_PAGE EXTRACT_.
“Gandalf looked at him. ‘My Dear Bilbo!’ he said. ‘Something is the matter with you! You are not the same hobbit that you were.’”
Many of us have heard those words: “You’ve changed.” Maybe a teacher or employer admired your latest project and commended you for how your work has improved over the year. Or maybe these words came from your own mouth as you stood before your mirror noticing the lines on your skin from both suffering and smiling. And if you’ve read The Hobbit by J.R.R. Tolkien, you recognize this observation that Gandalf the wizard makes, and you know the change that was imprinted on Bilbo by his “adventures.” The hobbit who ran out of his hobbit hole without a walking staff or handkerchiefs was not the same hobbit who returned to the Shire many months later.
This is the power of Tolkien’s story: Though Bilbo’s journey may be filled with much greater thorns and thistles than our own, and certainly much more frightening enemies than we could imagine in our own world, we can see our own experiences through his. This is, after all, why we read stories. Like him, we will endure suffering and be chiseled by it. We’re often changed in good ways, ways we have longed for. Yet those changes take time — and sometimes they take a long time.

_INSTRUCTIONS_.
- A) In the essay on Bilbo's change in The Hobbit, what two items did Bilbo leave his hobbit hole without?
- B) Pick up the essay on Bilbo's change in The Hobbit after its last sentence and continue it.

_EXERCISE DATA_.
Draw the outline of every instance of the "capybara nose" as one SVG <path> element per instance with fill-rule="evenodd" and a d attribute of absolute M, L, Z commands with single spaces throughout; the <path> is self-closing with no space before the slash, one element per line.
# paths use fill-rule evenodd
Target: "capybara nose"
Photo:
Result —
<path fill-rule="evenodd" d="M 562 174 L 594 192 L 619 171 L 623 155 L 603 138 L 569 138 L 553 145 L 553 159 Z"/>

_RESULTS OF THE TASKS_.
- A) A walking staff and handkerchiefs.

- B)
In Bilbo’s conversation with Smaug the dragon he describes himself (in riddles, of course):
I am the clue-finder, the web-cutter, the stinging fly, I was chosen for the lucky number … I am he that buries his friends alive and drowns them and draws them alive again from the water. I came from the end of a bag, but no bag went over me … I am the friend of bears and the guest of eagles. I am Ringwinner and Luckwearer; and I am Barrel-rider.
These words would not have described Bilbo chapters before, not the Bilbo who scoffed at Gandalf when he invited him to an adventure. The hobbit who, at that moment, stood in his doorway smoking his pipe enjoying the morning air wouldn’t have dared enter Smaug’s den. Bilbo had to become the “clue-finder, the web-cutter, the stinging fly.”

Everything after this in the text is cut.